* [Aim] Copy the data below word for word, leaving out the pictures.

* [Records for this exercise]
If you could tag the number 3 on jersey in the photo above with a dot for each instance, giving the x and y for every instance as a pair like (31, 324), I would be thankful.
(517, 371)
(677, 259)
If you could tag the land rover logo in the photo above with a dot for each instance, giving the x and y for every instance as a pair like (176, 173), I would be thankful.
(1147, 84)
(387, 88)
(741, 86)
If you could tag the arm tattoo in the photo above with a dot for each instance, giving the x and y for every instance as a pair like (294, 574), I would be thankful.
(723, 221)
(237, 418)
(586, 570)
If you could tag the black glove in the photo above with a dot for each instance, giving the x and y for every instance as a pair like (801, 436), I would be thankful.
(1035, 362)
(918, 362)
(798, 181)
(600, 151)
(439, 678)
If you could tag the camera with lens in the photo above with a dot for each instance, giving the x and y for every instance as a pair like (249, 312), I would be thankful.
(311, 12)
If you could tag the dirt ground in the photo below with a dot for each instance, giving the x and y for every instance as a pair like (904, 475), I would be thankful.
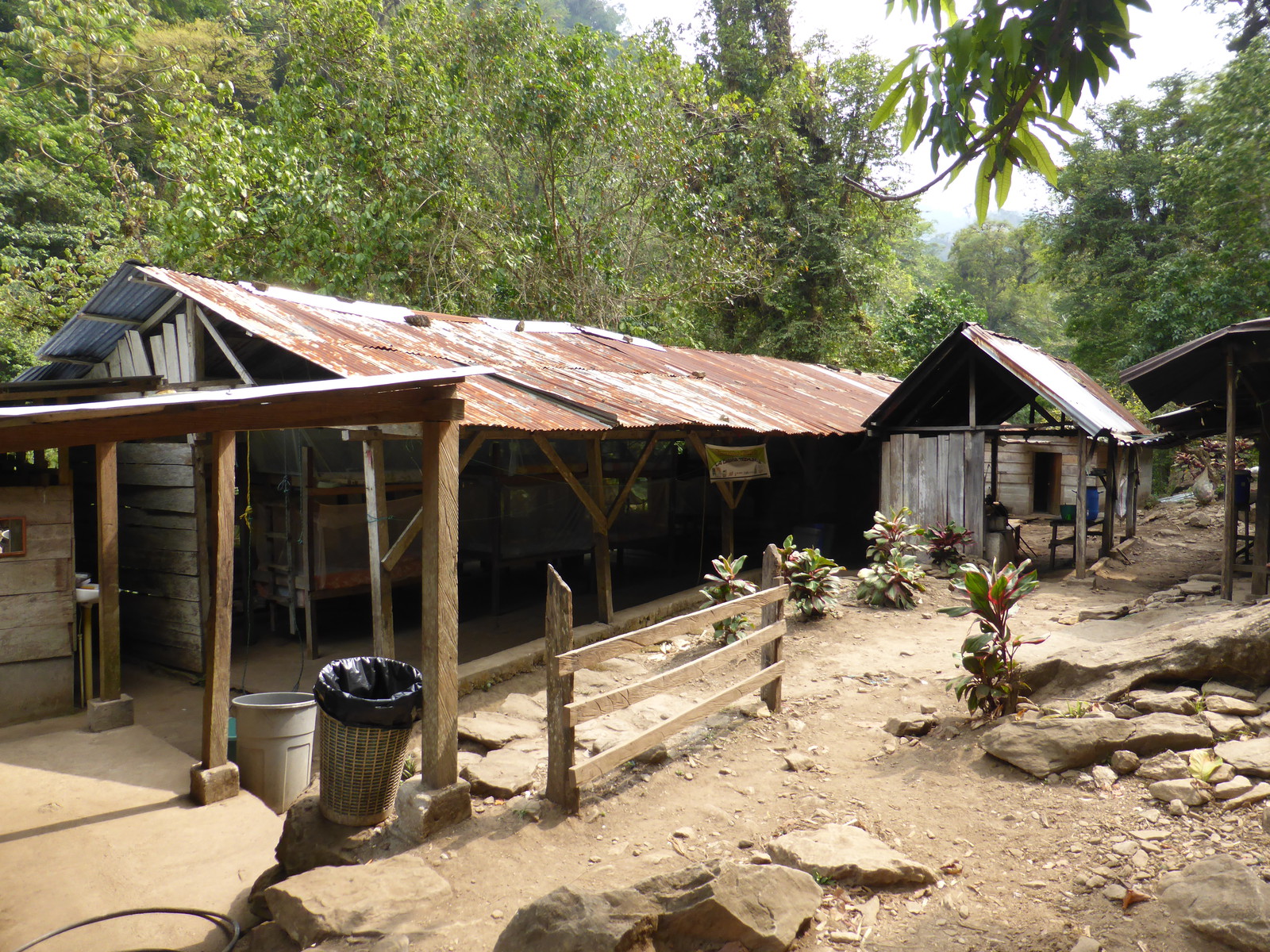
(1022, 848)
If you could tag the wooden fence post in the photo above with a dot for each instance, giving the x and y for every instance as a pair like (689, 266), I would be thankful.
(562, 789)
(772, 612)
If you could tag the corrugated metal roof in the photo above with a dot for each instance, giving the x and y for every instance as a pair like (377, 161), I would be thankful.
(1010, 374)
(548, 376)
(1060, 382)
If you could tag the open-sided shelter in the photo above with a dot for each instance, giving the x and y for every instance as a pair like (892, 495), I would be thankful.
(1222, 384)
(583, 441)
(425, 400)
(988, 419)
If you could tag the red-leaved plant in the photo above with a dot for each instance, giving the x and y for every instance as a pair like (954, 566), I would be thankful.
(992, 685)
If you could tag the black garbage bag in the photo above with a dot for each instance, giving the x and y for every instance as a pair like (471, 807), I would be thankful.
(370, 692)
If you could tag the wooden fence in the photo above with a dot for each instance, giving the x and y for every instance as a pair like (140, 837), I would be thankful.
(564, 714)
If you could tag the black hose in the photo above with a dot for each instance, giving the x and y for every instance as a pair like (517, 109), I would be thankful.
(228, 926)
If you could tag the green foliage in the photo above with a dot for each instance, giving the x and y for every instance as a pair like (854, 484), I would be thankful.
(725, 585)
(930, 317)
(892, 583)
(813, 585)
(895, 578)
(948, 543)
(992, 685)
(997, 79)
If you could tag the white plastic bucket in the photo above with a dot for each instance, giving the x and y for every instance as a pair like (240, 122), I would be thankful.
(276, 744)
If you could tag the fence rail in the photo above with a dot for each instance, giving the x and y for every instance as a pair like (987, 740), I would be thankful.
(564, 714)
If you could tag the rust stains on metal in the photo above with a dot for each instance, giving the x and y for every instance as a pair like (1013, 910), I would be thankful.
(552, 376)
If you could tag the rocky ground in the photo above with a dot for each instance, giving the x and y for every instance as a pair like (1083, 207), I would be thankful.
(1015, 861)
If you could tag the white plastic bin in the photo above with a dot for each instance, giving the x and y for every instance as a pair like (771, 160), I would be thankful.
(276, 744)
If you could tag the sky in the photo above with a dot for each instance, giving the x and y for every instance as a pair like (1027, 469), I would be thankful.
(1175, 36)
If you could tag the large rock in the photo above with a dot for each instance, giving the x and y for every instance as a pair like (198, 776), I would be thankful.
(1251, 757)
(764, 908)
(1223, 899)
(309, 839)
(848, 854)
(492, 729)
(568, 920)
(1232, 644)
(502, 774)
(1057, 744)
(397, 896)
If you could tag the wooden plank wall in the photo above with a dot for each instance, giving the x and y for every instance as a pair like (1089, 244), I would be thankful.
(37, 607)
(162, 562)
(930, 476)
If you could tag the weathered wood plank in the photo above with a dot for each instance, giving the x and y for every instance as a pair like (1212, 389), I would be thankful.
(622, 698)
(108, 569)
(33, 643)
(19, 577)
(560, 736)
(600, 765)
(591, 655)
(173, 501)
(156, 475)
(36, 608)
(774, 615)
(156, 454)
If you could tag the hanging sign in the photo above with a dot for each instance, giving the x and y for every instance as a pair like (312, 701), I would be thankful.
(728, 463)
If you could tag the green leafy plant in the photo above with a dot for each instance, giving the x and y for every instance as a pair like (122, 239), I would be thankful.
(725, 585)
(893, 536)
(895, 577)
(813, 584)
(948, 543)
(992, 683)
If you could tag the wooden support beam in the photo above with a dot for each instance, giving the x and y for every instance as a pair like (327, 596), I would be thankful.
(616, 508)
(440, 622)
(1083, 459)
(560, 735)
(108, 568)
(774, 616)
(597, 514)
(216, 643)
(378, 536)
(1261, 524)
(601, 552)
(225, 348)
(1232, 517)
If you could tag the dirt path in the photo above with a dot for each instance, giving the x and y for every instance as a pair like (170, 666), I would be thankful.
(1024, 850)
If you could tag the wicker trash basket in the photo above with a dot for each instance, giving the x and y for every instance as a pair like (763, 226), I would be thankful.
(366, 708)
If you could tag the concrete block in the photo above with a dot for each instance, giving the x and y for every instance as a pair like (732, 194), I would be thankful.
(108, 715)
(210, 786)
(423, 812)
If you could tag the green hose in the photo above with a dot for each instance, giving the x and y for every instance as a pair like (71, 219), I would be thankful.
(228, 926)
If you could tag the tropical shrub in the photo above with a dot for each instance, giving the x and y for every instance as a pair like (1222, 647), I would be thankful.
(725, 585)
(810, 575)
(992, 685)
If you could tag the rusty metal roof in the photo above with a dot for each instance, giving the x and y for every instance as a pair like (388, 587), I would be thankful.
(1009, 374)
(548, 376)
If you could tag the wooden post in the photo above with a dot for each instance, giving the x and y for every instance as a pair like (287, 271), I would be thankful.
(772, 612)
(562, 789)
(1261, 527)
(216, 643)
(108, 568)
(1083, 459)
(440, 622)
(378, 533)
(1232, 517)
(1113, 492)
(600, 535)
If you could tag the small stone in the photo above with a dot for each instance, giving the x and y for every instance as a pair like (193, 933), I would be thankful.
(1232, 789)
(1124, 762)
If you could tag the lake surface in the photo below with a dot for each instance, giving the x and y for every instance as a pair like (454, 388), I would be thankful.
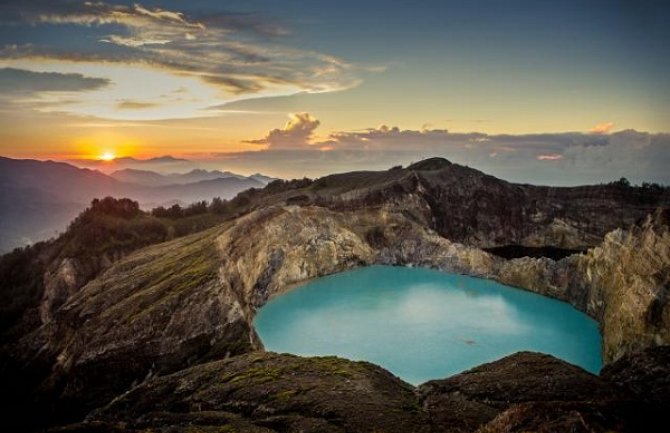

* [Solution for this exercise]
If you could tag the number 3 on jersey in the photo above with a dot for each instance, giving the x and y for every instance as a pair like (31, 324), I would be thankful.
(517, 371)
(677, 259)
If you could tag the land rover logo in the photo above with a dot for each instance, giving the x and y for every instance as a pair like (176, 173), I would be thankful.
(1147, 84)
(387, 88)
(741, 86)
If you could tag the arm tattoo in the photo above with a dot for each instance, giving the x and y for every instance as a pair like (294, 574), I would be thankful.
(723, 221)
(237, 418)
(586, 570)
If you could tag the black glove in the photo above with a dot for each instance, giving the x and y for every instance as a pair like (801, 436), I would be thankful.
(1035, 362)
(918, 362)
(798, 181)
(600, 151)
(439, 678)
If you could tag the camera with lens in the photo above with a dot for each instance, giving the x and y for every instance as a pair like (249, 312), I would be thankful.
(311, 12)
If you could tag the dirt ground in the photo below with a dot for each instance, giving the x and y for every instance as a pair like (904, 475), I would be thankful.
(1022, 848)
If you could tag the wooden fence post in the photo above with a dot for each instance, giving the x and y for every instance as a pair like (689, 266), I would be thankful.
(562, 789)
(772, 612)
If you could tag the corrugated metal roof in the photo above with a dot for each instance, giving the x and y for every instance as a pair like (377, 161), I would be thankful.
(1010, 374)
(548, 376)
(1060, 382)
If you could tag the open-sided shelter in the photo above with a dot for each instance, giving the x and y for every instance as a pair like (892, 495), I would be thankful.
(1222, 384)
(583, 441)
(425, 400)
(988, 419)
If you could tag the red-leaved plant in the photo above with a dot for each instance, giving the x and y for every instance as a pair like (954, 566), I would be thankful.
(992, 685)
If you could tag the black garbage bag in the photo above with a dot for each instance, giving the x and y for every instance as a pair like (471, 807), I would be thankful.
(370, 692)
If you could tag the wooden fence in the photo above with a dot for each instance, giving the x and y for every instance as a pair like (140, 837), I would be thankful.
(564, 714)
If you could tag the black hose in the photo above with a dot for each instance, giving the x and y for every instance as a pair like (517, 109), I would be thankful.
(228, 926)
If you could tag the green foliage in the photo above with a dot for each instance, giving the x and y for every instance as a pair like (854, 484), I would be thankful.
(725, 585)
(930, 317)
(892, 583)
(813, 585)
(895, 578)
(948, 543)
(992, 685)
(997, 79)
If you could tag the white plastic bucket in the photo above with a dot for each instance, giving the x and y for every instance as a pair like (240, 122), I would be thankful.
(276, 744)
If you could tag the fence rail in the photo above with a dot for each instance, giving the x and y for every instance as a pair like (987, 740), I would be thankful.
(564, 714)
If you could tag the rust stains on metal in the photo above with a dot for each instance, giving the x and y for every instance as a pair like (1013, 910), I would be thankful.
(552, 376)
If you could tag the rocky ground in the photo above with a dot for each instance, giving the x and y for every instance as a pair like (1083, 207), I would be thankful.
(1015, 861)
If you could tag the white plastic bin in the photo above with a dot for each instance, giving the x and y for every instance as a pair like (771, 160), I would be thankful.
(276, 744)
If you could tag the sky in the photo above with a dot for each instance, giving the x and y for every instance as a pair like (1027, 469), I would be thankful.
(1175, 36)
If you could tag the large rock in the photo above with a dot for each instance, giving the x and y for every instance as a pair like (198, 776), I would be thankful.
(1251, 757)
(764, 908)
(1223, 899)
(309, 839)
(848, 854)
(492, 729)
(568, 920)
(1232, 644)
(502, 774)
(1057, 744)
(397, 896)
If you could tag the wooden plank wall in the photo above with a dot for each instance, giving the x and y for every instance as a pair like (1089, 244), I would be thankful.
(37, 607)
(162, 562)
(930, 476)
If you could tag the weathered wood plank in the photo above with a dot for each instance, giving the x and y for every instance as a pair like (1212, 389), I would be thankful.
(622, 698)
(108, 569)
(33, 643)
(19, 577)
(560, 736)
(600, 765)
(591, 655)
(173, 501)
(156, 475)
(36, 608)
(774, 615)
(156, 454)
If you could tag the hanging sign in the photo above with a dot for each instance, giving the x and y for every instance as a pair like (312, 701), I would be thankful.
(728, 463)
If you could tag the green leafy plant in the photo above with a dot for each instance, giving the x and y for every instance as a pair like (122, 239), I would be thankful.
(725, 585)
(893, 536)
(895, 577)
(813, 584)
(948, 543)
(992, 683)
If you could tag the wooden support beam in the photo above with a dot for each instance, giving the x and y for every instance as a pair like (327, 596), I would be thankful.
(616, 508)
(440, 622)
(1083, 459)
(560, 735)
(108, 568)
(774, 616)
(597, 514)
(216, 643)
(378, 536)
(1261, 524)
(601, 552)
(225, 348)
(1232, 517)
If you could tag the dirt path in the photo above with a dot for each instance, giving the x and y for every instance as a pair like (170, 666), I would be thankful.
(1024, 850)
If you could tag the wicker trash basket in the photo above with a dot for each instance, giving the x and y for every instance as a pair like (763, 226), I would be thankful.
(366, 708)
If you could tag the concrete block in the photo above with a dot for each instance, giving the x and y for every instance as a pair like (732, 194), I would be thankful.
(108, 715)
(210, 786)
(423, 812)
If you could tag the green hose in the photo above with a dot for each instance, giving the x and y for every instance as a pair like (71, 219), I would be thankful.
(228, 926)
If you could tag the tropical shrub in the photo above with a dot for each instance, giving the x and y for every instance as a pair like (1222, 647), I would be thankful.
(725, 585)
(810, 575)
(992, 685)
If you could tag the rusty metal roof in the photo above with a dot for each instance, giving the x and y for every instance as a pair like (388, 587), I would be thankful.
(1009, 374)
(548, 376)
If you could tag the wooden post in the photo above with a dot for each instance, giving the x and y for every instance as a pair like (287, 271), I would be thankful.
(772, 612)
(562, 789)
(1261, 527)
(216, 643)
(108, 568)
(1083, 459)
(440, 622)
(378, 533)
(1232, 517)
(1113, 492)
(600, 535)
If you could tag the small stone in the photo above with a dot for each instance, giving the x and y for every instance as a pair like (193, 933), I would be thankful.
(1232, 789)
(1124, 762)
If you could tag the lake surface in the photo below with a dot for each instance, giving the x and y for every instance as a pair like (454, 388), I would be thankful.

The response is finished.